# Work instruction
All records are to be retyped faithfully and completely.

── Available records

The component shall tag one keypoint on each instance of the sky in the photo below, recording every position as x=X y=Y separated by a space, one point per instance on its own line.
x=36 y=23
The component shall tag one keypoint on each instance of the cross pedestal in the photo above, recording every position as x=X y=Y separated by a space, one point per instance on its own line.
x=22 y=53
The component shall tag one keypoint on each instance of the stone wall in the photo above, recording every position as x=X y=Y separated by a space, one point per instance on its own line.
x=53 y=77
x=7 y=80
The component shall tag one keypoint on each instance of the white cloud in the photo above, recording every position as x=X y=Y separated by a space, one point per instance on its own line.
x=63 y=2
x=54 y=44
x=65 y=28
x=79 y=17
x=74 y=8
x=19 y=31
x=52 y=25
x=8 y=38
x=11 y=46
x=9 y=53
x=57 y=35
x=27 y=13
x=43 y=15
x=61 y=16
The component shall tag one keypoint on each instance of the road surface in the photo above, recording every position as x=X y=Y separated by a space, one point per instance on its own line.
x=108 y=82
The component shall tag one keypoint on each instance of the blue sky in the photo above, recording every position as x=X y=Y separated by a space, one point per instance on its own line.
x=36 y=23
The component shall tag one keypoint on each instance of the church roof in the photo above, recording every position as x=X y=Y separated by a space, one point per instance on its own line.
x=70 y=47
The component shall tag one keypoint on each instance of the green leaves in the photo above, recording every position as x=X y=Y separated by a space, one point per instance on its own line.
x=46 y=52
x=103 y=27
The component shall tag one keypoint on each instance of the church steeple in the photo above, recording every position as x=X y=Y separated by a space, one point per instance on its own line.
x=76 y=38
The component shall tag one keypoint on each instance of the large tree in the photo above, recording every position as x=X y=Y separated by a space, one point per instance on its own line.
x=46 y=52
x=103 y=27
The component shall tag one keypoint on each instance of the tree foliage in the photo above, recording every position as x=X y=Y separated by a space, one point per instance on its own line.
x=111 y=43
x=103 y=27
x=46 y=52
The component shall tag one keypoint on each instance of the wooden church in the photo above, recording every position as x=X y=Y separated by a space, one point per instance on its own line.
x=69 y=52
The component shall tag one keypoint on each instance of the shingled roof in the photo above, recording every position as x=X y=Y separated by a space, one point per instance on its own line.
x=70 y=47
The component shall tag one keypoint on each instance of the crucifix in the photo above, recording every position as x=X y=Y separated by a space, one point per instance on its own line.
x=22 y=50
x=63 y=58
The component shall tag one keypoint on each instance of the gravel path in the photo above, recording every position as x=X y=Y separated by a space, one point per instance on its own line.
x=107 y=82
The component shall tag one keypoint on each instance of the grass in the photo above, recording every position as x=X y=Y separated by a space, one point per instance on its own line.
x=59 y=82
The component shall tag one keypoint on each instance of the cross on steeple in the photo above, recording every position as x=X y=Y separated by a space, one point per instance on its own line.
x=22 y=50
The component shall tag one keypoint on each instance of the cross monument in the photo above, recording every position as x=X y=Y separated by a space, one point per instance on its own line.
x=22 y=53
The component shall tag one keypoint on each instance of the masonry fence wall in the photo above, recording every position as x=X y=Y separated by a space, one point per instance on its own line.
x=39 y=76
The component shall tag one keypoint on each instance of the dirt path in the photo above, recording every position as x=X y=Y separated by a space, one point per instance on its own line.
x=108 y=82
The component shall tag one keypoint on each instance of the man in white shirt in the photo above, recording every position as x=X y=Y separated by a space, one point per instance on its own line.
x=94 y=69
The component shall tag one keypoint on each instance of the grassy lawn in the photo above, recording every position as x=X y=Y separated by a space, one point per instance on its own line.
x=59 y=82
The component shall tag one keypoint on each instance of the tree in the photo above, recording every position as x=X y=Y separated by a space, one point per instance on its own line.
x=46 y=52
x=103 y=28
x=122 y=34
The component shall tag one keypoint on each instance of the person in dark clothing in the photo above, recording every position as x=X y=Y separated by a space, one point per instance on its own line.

────

# Answer space
The component shall tag one keypoint on each instance of the sky in the photo below, recording every position as x=X y=Y separated by a space, one point per instance on its own line.
x=36 y=23
The component shall tag one keypoint on each instance of the cross pedestal in the photo above, recording every position as x=X y=Y separated by a space, one point per instance on its own line.
x=22 y=53
The component shall tag one keypoint on each instance of the stone wall in the photo above, recording every position as x=X y=Y separated by a space, one point per instance on its own line.
x=53 y=77
x=7 y=80
The component shall tag one keypoint on each instance of the white cloud in the photo above, recording every position as x=X y=Y separated by a space, one point per instance on its own line.
x=63 y=2
x=54 y=44
x=65 y=28
x=79 y=17
x=74 y=8
x=19 y=31
x=52 y=25
x=8 y=38
x=11 y=46
x=9 y=53
x=57 y=35
x=27 y=13
x=43 y=15
x=61 y=16
The component shall tag one keypoint on each instance of the road surface in the photo above, recording every position as x=X y=Y separated by a space, one point per instance on its own line.
x=108 y=82
The component shall tag one keypoint on each instance of the blue sky in the photo above, recording every position as x=X y=Y separated by a space, one point per instance on its own line.
x=36 y=23
The component shall tag one keypoint on each instance of the church roof in the photo above, recording every position as x=X y=Y separated by a space, one point per instance on its own line.
x=70 y=47
The component shall tag one keypoint on each instance of the green leaves in the photo above, recording every position as x=X y=Y separated by a space, one point per instance on its own line.
x=46 y=52
x=103 y=27
The component shall tag one keypoint on each instance of the church steeple in the photo above, recording every position as x=X y=Y separated by a space, one point per instance on its own line.
x=76 y=38
The component shall tag one keypoint on each instance of the large tree in the photo above, recording every position as x=X y=Y separated by a space, one point per instance on its own line.
x=46 y=52
x=103 y=27
The component shall tag one keypoint on each instance of the tree foliage in the photo above, recording every position as x=X y=Y separated by a space, one point per instance on its own line.
x=111 y=43
x=103 y=27
x=46 y=52
The component shall tag one keypoint on each instance of the wooden church in the photo above, recording every position as x=X y=Y separated by a space, one point per instance on its own line.
x=69 y=52
The component shall tag one keypoint on each instance of the shingled roof in the photo above, recording every position as x=X y=Y separated by a space, one point per instance on its own line.
x=70 y=47
The component shall tag one keypoint on each instance of the crucifix in the photo above, recording every position as x=X y=Y separated by a space, one point per instance on its own line.
x=22 y=50
x=63 y=58
The component shall tag one keypoint on each instance of the gravel path in the photo above, recording every position as x=X y=Y separated by a space, one point per instance on its own line.
x=107 y=82
The component shall tag one keypoint on each instance of the grass in the photo above, recording every position as x=X y=Y separated by a space, one point per instance on its own line.
x=59 y=82
The component shall tag one keypoint on each instance of the cross on steeple in the photo above, recording every position as x=X y=Y separated by a space, one point per instance on its own line.
x=22 y=50
The component shall tag one keypoint on each instance of the cross monument in the photo above, recording every position as x=X y=Y separated by a space, one point per instance on its own line.
x=22 y=53
The component shall tag one keypoint on each instance of the masonry fence wall in the photo above, recording every position as x=X y=Y separated by a space, one point per instance on its own line.
x=39 y=76
The component shall tag one keypoint on each instance of the dirt path in the photo above, recording every position as x=X y=Y separated by a space, one point per instance on its own line.
x=108 y=82
The component shall tag one keypoint on each instance of the man in white shirt in the photo above, recording every position as x=X y=Y separated by a space, one point per instance on its own line.
x=94 y=69
The component shall tag one keypoint on each instance of the grassy lawn in the photo above, recording every position as x=X y=Y separated by a space, one point per instance on its own line.
x=59 y=82
The component shall tag one keypoint on each instance of the tree in the photo above, recording every position as x=X y=Y separated by a space, one point per instance on its own line.
x=46 y=52
x=103 y=28
x=122 y=34
The component shall tag one keypoint on each instance of the person in dark clothing in the photo above, recording every position as x=X y=Y separated by a space, one point per instance on its own line.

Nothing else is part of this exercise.